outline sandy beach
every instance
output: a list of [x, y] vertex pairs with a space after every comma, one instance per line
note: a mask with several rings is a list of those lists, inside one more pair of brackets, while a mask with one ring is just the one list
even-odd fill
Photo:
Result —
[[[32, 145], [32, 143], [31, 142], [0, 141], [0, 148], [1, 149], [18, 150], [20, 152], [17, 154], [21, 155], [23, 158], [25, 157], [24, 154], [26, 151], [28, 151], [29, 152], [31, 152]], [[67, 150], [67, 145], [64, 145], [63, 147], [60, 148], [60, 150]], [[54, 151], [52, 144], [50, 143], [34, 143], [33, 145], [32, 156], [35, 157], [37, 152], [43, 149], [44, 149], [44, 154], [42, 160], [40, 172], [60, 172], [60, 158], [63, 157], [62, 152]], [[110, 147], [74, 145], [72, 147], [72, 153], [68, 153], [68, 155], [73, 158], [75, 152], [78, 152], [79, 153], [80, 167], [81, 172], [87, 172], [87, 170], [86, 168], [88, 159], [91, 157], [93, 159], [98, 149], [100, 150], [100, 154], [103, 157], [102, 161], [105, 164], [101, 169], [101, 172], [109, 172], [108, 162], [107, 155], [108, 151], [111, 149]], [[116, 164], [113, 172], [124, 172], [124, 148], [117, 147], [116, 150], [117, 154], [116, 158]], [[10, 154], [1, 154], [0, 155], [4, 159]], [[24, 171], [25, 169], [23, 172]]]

Task statement
Locate each line in the records that contains the word "every", and copy those lines out in full.

The response
every instance
output: a list of [x, y] vertex pairs with a space after every comma, one instance per line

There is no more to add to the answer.